_Your instructions_
Present every line of these records as a numbered list, omitting blank lines.

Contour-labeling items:
-- start --

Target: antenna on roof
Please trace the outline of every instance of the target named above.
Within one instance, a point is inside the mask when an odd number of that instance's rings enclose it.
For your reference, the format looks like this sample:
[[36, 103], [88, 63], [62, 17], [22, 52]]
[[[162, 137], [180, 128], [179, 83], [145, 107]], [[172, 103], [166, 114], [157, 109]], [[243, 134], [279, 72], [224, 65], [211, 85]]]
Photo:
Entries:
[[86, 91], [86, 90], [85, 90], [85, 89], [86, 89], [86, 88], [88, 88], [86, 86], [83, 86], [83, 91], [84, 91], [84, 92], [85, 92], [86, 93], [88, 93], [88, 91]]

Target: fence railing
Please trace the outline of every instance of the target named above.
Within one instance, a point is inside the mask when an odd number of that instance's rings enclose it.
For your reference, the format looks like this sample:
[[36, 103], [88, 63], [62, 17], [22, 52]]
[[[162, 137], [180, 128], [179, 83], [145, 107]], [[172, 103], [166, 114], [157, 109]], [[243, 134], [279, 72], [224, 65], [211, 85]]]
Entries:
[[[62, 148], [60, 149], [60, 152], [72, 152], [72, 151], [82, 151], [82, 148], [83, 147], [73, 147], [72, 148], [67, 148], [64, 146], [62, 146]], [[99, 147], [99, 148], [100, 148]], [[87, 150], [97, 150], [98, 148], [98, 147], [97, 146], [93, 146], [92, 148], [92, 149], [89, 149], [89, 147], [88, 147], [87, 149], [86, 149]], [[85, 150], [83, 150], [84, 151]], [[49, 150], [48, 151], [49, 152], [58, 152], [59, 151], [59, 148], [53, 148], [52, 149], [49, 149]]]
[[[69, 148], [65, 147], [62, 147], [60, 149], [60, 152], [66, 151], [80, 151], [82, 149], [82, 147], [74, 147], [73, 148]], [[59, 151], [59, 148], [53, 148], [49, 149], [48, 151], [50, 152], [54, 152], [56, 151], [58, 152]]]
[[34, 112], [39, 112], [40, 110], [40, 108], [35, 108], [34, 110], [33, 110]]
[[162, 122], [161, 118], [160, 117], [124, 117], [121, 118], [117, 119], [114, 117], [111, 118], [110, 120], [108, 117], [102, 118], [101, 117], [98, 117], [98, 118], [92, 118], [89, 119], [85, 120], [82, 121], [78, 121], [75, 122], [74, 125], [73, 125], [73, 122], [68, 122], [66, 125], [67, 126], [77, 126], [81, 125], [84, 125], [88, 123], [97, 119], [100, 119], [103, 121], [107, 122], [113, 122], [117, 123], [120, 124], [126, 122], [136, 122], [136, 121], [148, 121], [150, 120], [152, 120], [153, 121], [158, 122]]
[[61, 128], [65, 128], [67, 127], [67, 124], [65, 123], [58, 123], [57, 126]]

-- end --

_Right answer_
1. Target: antenna on roof
2. Please trace the outline of every instance of the target named above.
3. Within one instance, a point is inside the mask when an odd number of that instance's rings enclose it.
4. For your reference, the format looks like this sample:
5. [[36, 103], [88, 63], [62, 17], [22, 52]]
6. [[[162, 137], [180, 128], [179, 83], [145, 107]], [[172, 103], [166, 114], [157, 109]], [[243, 134], [279, 72], [224, 65], [211, 85]]]
7. Photo:
8. Entries:
9. [[86, 91], [86, 90], [85, 90], [85, 89], [86, 89], [86, 88], [88, 88], [86, 86], [83, 86], [83, 91], [84, 91], [84, 92], [85, 92], [86, 93], [88, 93], [88, 91]]
10. Target: fence railing
11. Please trace the outline of every instance of the target named above.
12. Within one instance, a point is inside the mask when an odd number of that instance's rings enclose it.
13. For your reference, the format looks like this sample:
14. [[36, 103], [88, 63], [62, 17], [22, 52]]
15. [[[162, 137], [180, 128], [179, 83], [145, 107]], [[172, 103], [166, 114], [157, 109]], [[243, 134], [279, 72], [224, 65], [211, 85]]]
16. Entries:
17. [[[62, 148], [60, 149], [60, 152], [72, 152], [72, 151], [82, 151], [82, 148], [83, 147], [73, 147], [72, 148], [67, 148], [64, 146], [62, 146]], [[99, 147], [99, 148], [100, 148]], [[87, 150], [97, 150], [98, 148], [98, 147], [97, 146], [93, 146], [92, 148], [92, 149], [89, 149], [89, 147], [88, 147], [87, 149], [86, 149]], [[85, 150], [83, 150], [84, 151]], [[49, 150], [48, 151], [49, 152], [58, 152], [59, 151], [59, 148], [53, 148], [52, 149], [49, 149]]]
18. [[[69, 148], [65, 147], [62, 147], [60, 149], [60, 152], [66, 151], [80, 151], [82, 149], [82, 147], [74, 147], [73, 148]], [[59, 151], [59, 148], [53, 148], [49, 149], [48, 151], [50, 152], [54, 152], [56, 151], [58, 152]]]
19. [[34, 112], [39, 112], [40, 110], [40, 108], [35, 108], [34, 110], [33, 110]]
20. [[162, 122], [161, 118], [160, 117], [124, 117], [121, 118], [117, 119], [114, 117], [111, 118], [110, 120], [108, 117], [102, 118], [101, 117], [98, 117], [98, 118], [92, 118], [89, 119], [85, 120], [82, 121], [78, 121], [75, 122], [74, 125], [73, 125], [73, 122], [68, 122], [66, 125], [67, 126], [77, 126], [81, 125], [84, 125], [88, 123], [97, 119], [100, 119], [103, 121], [107, 122], [113, 122], [117, 123], [120, 124], [126, 122], [136, 122], [136, 121], [148, 121], [150, 120], [152, 120], [153, 121], [158, 122]]
21. [[61, 128], [65, 128], [67, 127], [67, 124], [65, 123], [58, 123], [57, 126]]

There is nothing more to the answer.